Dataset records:
Start of Block

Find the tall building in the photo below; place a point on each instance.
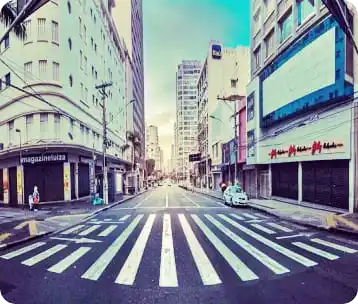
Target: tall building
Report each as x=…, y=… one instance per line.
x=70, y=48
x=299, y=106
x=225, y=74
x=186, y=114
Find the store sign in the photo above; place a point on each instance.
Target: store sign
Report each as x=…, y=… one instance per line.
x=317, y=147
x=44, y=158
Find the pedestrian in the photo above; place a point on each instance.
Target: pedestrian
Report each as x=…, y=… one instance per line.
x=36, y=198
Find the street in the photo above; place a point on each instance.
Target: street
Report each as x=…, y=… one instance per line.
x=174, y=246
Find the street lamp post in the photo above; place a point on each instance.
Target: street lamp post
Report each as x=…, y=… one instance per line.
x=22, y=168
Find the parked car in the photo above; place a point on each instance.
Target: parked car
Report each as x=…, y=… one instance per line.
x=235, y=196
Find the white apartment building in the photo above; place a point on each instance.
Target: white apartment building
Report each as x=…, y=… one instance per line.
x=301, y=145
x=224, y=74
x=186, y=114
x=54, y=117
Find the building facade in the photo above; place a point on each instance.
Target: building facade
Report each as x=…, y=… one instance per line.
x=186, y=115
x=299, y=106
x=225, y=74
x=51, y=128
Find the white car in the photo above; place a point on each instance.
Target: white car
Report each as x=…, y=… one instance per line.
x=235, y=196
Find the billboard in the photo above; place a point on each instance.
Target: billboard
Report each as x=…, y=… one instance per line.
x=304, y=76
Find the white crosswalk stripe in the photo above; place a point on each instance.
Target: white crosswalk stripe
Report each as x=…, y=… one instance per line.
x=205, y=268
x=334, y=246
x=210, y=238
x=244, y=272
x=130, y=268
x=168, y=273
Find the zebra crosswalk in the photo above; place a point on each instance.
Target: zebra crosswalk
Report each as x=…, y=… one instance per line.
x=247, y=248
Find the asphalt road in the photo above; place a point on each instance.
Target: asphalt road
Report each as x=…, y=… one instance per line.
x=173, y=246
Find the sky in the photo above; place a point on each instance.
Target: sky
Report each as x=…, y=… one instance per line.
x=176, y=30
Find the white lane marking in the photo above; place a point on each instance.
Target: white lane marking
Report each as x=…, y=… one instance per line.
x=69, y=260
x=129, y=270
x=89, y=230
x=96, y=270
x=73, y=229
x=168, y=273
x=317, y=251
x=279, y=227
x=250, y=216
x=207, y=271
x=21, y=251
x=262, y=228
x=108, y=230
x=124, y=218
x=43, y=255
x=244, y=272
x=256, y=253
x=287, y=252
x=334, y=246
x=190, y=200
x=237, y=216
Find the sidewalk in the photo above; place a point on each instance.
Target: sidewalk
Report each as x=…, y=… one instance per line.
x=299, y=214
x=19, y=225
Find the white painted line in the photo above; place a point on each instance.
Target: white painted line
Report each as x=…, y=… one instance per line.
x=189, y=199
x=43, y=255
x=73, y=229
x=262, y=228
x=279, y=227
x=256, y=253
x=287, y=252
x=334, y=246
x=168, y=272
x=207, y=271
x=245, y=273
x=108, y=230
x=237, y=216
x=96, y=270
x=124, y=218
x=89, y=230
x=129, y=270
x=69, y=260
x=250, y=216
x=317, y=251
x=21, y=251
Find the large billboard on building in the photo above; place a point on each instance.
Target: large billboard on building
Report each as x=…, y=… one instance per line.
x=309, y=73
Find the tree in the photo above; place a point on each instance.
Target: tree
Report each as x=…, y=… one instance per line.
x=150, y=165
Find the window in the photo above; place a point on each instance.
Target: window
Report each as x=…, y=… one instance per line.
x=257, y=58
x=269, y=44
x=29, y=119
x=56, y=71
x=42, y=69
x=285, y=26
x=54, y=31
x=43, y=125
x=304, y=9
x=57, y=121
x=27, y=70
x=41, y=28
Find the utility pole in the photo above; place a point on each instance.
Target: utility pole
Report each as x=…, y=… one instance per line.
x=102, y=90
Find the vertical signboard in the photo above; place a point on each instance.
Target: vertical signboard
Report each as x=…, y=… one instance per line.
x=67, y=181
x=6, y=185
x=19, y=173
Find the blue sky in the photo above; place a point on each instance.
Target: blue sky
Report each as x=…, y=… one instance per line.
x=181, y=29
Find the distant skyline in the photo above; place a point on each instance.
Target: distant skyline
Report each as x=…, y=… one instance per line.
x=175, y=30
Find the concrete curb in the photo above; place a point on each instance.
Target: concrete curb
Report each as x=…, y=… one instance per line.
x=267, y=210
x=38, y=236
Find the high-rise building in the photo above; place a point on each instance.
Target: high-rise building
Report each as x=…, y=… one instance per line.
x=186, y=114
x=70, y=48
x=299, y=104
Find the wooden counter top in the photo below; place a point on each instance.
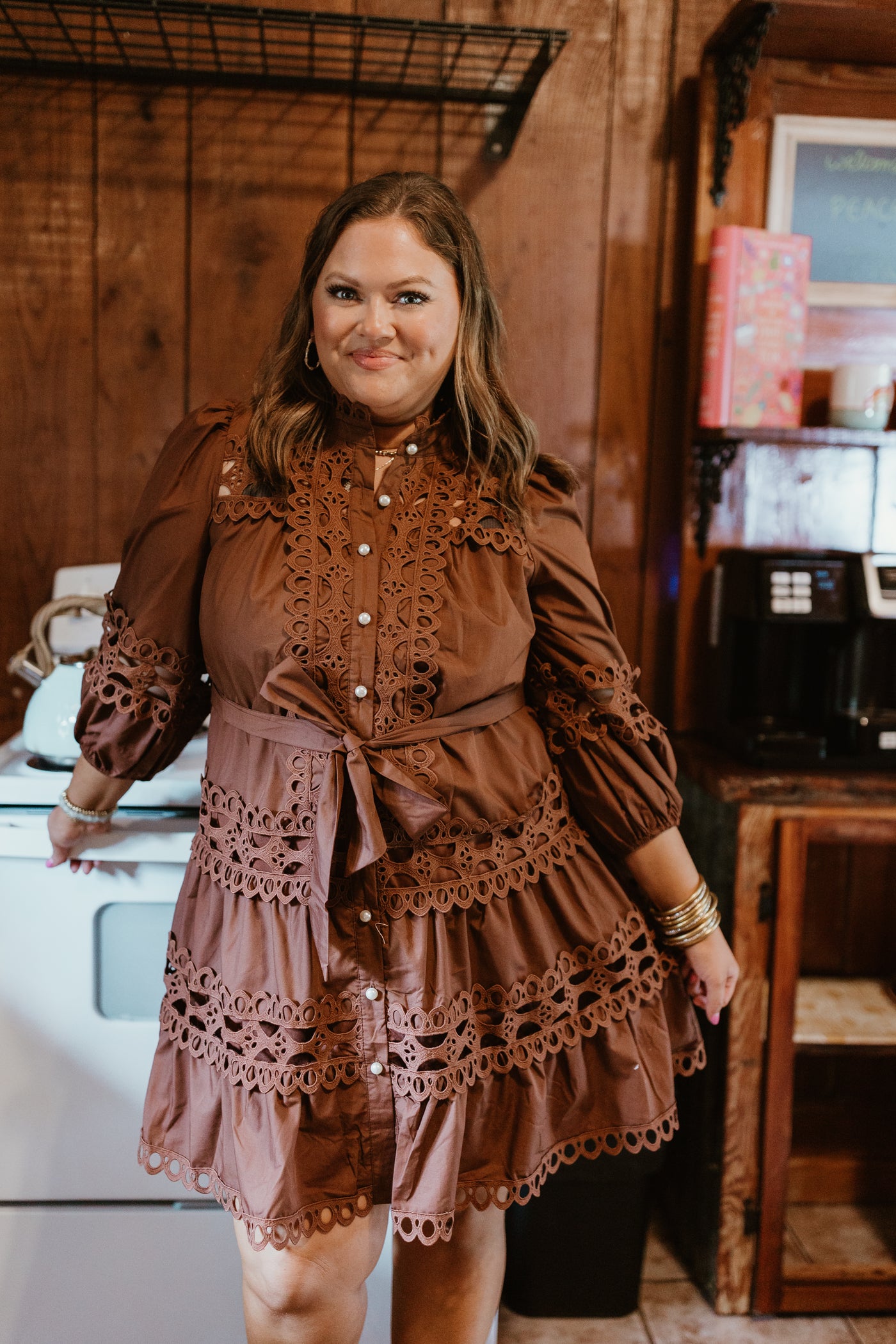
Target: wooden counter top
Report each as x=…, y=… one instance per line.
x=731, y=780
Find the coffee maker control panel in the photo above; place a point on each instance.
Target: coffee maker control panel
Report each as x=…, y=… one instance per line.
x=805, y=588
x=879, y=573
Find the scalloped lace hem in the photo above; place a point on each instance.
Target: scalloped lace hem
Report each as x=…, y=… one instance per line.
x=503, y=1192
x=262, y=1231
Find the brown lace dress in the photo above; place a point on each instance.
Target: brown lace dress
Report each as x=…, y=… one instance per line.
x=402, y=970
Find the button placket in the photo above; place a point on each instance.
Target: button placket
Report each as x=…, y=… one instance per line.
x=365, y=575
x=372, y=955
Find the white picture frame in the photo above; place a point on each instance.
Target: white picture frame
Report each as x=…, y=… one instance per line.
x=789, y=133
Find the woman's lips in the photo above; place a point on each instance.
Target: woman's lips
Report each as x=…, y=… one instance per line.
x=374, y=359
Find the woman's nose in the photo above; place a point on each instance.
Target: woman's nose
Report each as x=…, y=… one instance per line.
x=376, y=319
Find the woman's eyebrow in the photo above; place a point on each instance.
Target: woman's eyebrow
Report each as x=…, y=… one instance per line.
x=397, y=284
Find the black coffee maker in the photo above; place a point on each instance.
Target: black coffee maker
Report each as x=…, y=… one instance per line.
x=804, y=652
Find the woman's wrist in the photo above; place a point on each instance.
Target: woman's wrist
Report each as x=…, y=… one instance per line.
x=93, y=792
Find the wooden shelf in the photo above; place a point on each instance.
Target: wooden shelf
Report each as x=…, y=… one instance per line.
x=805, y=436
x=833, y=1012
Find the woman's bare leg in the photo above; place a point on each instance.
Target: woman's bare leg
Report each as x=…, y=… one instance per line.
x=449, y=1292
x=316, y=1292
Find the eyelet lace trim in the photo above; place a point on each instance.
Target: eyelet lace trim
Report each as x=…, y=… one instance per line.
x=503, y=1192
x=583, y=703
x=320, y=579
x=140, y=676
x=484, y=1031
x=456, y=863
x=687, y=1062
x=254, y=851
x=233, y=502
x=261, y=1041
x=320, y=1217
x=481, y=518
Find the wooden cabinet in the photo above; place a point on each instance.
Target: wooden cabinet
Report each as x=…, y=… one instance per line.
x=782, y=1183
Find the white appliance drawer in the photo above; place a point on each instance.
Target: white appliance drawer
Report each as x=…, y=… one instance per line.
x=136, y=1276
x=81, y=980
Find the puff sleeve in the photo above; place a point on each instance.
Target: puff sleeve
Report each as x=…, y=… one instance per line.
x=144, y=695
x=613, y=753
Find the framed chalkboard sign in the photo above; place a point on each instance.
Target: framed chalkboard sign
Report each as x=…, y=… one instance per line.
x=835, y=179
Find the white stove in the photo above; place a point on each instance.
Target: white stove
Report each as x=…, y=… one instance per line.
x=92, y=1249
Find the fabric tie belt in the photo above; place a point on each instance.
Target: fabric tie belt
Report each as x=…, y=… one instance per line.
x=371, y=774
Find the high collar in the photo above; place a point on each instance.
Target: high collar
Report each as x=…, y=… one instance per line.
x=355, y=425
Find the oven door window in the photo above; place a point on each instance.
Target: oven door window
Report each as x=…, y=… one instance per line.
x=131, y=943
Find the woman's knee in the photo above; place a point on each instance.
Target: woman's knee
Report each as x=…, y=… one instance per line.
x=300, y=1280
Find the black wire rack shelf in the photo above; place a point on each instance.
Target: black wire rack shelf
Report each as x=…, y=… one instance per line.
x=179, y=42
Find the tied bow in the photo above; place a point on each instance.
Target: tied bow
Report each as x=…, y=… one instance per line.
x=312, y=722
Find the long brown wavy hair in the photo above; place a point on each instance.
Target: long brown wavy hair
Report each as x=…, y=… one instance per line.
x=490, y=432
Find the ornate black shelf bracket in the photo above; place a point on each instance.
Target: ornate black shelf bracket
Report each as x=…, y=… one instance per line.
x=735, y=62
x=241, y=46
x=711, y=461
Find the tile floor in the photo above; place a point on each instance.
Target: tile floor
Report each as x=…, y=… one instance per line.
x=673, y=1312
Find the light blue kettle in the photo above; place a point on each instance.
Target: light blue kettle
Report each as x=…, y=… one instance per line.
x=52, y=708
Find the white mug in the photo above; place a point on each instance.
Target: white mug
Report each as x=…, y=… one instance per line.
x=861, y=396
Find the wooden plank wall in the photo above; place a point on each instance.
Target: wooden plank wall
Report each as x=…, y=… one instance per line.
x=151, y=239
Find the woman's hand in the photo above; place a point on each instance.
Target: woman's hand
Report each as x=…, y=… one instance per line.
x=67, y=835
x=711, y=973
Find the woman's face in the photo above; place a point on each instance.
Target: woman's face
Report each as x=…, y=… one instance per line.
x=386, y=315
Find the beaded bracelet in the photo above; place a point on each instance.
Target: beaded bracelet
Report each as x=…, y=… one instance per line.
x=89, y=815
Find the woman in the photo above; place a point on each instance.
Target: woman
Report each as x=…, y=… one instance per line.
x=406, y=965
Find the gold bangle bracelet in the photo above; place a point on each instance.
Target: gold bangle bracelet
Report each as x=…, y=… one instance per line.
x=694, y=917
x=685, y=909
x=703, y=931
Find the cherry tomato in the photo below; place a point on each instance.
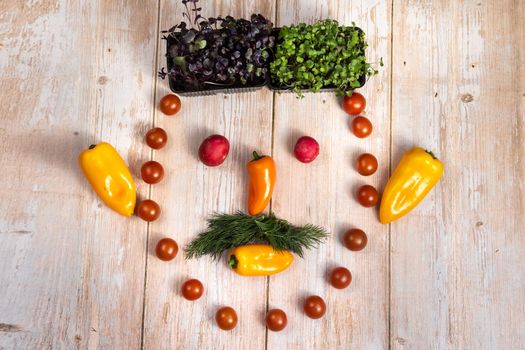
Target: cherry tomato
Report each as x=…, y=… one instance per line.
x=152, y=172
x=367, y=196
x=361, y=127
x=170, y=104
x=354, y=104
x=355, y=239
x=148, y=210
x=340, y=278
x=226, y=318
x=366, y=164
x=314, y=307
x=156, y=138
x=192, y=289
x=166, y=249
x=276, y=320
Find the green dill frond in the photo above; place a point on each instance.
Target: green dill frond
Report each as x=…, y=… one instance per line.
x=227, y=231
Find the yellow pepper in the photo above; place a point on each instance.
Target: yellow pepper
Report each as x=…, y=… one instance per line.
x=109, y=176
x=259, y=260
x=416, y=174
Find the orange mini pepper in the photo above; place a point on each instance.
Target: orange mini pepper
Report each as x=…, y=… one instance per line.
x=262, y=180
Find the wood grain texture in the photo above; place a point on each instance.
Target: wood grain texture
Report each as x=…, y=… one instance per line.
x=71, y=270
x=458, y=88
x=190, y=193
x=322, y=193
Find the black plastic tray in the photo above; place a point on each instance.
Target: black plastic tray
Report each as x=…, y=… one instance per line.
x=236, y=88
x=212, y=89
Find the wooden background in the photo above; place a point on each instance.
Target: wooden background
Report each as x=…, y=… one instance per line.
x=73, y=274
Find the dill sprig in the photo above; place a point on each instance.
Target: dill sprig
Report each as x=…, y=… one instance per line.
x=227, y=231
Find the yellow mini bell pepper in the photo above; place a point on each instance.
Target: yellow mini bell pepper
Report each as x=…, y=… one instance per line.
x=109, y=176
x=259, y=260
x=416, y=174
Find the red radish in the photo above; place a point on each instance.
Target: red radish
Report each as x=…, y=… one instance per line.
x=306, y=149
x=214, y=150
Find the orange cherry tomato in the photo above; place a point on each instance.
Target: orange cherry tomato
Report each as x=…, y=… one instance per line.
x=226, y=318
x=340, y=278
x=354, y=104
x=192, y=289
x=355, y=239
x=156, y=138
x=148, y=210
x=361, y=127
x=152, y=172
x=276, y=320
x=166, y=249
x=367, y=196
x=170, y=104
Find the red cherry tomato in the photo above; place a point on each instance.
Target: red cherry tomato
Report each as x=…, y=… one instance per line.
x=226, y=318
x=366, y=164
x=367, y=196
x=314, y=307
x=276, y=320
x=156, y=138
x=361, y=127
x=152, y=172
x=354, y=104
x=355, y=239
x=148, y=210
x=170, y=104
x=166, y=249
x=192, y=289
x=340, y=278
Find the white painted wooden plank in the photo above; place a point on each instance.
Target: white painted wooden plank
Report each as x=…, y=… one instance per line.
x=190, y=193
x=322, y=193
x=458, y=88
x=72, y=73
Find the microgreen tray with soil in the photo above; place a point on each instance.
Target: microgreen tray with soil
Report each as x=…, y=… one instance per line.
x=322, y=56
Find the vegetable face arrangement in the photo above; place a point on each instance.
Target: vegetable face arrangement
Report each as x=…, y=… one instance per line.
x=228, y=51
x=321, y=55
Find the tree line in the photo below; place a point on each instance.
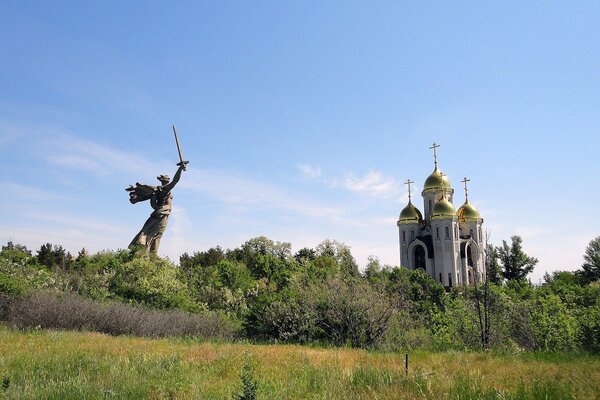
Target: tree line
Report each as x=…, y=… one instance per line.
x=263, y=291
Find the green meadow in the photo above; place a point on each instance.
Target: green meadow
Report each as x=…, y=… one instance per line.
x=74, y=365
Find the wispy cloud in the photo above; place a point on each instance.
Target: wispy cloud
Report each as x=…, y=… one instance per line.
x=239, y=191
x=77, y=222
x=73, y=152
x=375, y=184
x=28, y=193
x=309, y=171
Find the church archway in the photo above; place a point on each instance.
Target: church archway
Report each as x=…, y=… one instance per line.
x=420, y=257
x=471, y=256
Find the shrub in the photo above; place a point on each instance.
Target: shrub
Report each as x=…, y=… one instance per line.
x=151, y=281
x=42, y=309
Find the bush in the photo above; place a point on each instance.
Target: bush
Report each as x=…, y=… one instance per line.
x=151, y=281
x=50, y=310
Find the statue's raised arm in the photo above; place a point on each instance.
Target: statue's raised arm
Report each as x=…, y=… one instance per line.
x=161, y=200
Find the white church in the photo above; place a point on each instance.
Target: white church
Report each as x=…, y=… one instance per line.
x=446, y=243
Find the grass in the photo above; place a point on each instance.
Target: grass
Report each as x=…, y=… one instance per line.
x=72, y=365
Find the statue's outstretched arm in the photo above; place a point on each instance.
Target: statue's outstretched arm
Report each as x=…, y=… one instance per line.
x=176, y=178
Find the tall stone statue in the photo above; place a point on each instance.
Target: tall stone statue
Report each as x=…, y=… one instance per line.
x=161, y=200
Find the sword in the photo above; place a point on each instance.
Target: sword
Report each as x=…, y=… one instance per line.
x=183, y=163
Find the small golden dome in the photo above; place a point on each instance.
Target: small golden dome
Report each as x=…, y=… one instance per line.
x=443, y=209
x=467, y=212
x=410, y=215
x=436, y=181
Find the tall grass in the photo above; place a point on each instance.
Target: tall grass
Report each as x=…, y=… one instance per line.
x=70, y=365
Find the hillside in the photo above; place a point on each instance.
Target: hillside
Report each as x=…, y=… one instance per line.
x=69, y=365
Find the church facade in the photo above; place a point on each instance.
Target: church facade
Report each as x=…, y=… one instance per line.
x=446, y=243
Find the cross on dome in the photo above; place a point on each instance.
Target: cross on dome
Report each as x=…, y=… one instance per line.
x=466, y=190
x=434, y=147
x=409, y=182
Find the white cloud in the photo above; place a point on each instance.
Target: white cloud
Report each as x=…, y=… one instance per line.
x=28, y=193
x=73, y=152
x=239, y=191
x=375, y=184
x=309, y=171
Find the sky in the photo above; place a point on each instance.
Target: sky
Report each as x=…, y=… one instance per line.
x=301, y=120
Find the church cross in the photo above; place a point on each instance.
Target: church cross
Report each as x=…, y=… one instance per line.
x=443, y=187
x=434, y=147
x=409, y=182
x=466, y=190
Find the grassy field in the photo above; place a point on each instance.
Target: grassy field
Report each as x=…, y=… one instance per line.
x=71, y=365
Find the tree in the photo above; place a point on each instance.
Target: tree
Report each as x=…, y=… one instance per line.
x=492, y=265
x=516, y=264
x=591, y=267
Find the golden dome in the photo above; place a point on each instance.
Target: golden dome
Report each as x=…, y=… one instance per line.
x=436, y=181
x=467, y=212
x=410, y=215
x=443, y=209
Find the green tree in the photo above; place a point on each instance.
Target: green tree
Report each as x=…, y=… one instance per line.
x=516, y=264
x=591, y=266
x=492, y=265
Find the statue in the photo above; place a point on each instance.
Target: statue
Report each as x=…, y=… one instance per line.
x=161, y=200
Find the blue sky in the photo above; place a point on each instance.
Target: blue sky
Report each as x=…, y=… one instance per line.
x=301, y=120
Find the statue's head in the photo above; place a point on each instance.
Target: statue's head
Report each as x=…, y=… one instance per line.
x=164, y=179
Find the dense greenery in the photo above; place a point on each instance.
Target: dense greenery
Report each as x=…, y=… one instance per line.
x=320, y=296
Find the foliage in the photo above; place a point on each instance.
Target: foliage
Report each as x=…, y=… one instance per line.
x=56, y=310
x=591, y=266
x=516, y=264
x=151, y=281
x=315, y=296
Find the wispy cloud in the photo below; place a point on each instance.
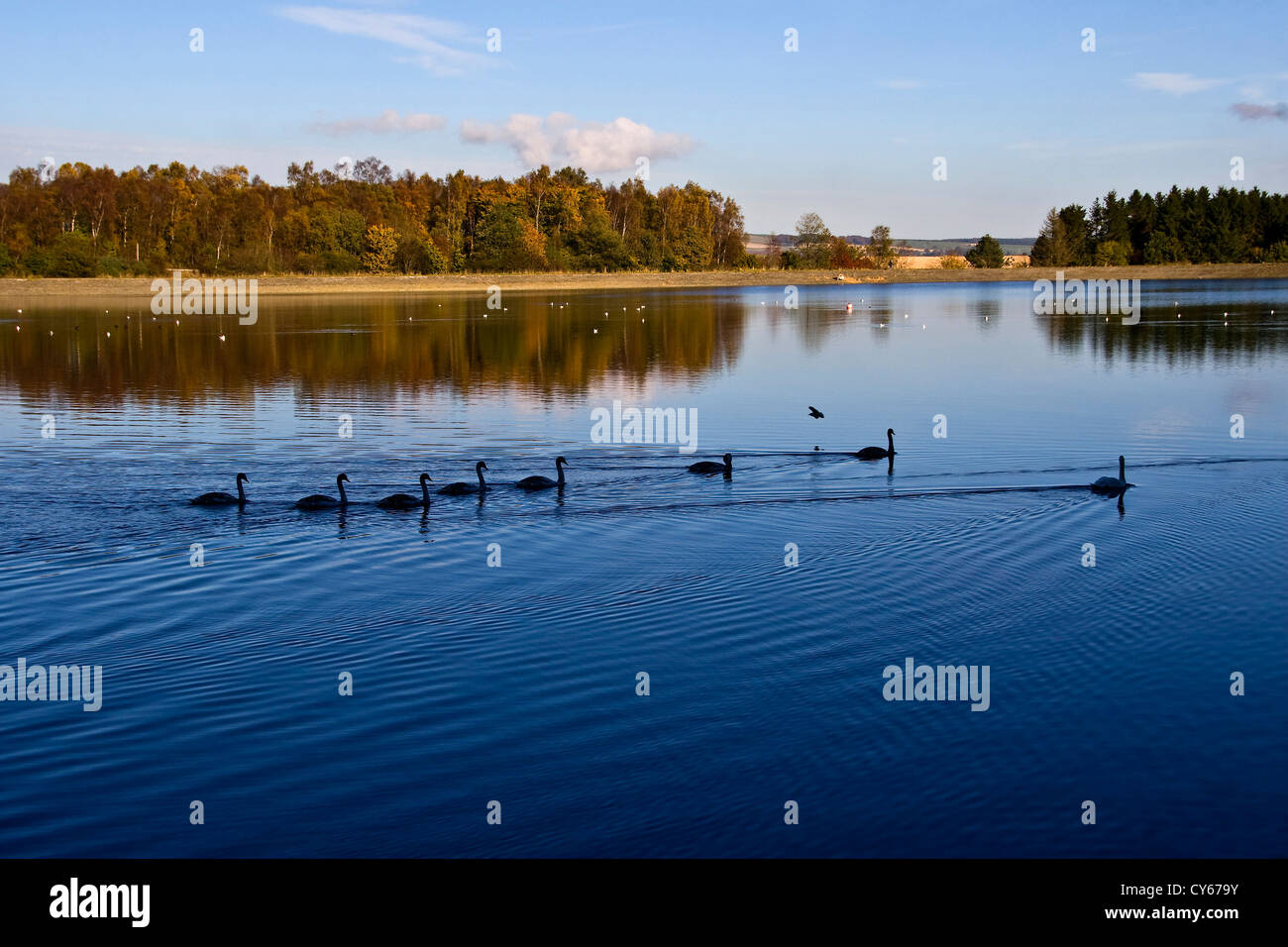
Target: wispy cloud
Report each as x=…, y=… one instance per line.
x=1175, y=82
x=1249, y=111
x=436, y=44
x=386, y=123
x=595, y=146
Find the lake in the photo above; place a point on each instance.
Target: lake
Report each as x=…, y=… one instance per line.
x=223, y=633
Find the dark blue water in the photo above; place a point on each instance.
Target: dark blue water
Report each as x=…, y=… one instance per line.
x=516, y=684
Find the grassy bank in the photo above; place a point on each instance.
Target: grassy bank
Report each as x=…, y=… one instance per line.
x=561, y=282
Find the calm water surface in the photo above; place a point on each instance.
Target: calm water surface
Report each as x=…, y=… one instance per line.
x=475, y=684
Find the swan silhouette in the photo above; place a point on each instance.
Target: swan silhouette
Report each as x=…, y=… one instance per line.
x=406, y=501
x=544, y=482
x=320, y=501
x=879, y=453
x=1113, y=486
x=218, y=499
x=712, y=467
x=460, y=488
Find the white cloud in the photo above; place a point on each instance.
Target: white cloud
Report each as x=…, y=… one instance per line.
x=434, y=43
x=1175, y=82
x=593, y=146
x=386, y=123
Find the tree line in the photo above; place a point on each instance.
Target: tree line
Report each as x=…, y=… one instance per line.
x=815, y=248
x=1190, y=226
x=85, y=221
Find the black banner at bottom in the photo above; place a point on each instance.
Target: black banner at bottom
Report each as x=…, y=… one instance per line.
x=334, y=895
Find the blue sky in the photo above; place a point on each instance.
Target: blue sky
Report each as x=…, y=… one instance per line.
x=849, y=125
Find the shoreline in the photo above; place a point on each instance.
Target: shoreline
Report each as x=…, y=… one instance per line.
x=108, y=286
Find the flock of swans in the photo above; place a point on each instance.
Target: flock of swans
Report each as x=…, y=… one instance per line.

End of Block

● The problem: Within the records above, determine the number of lines that hold the word "knee" and return only that value.

● Response: 2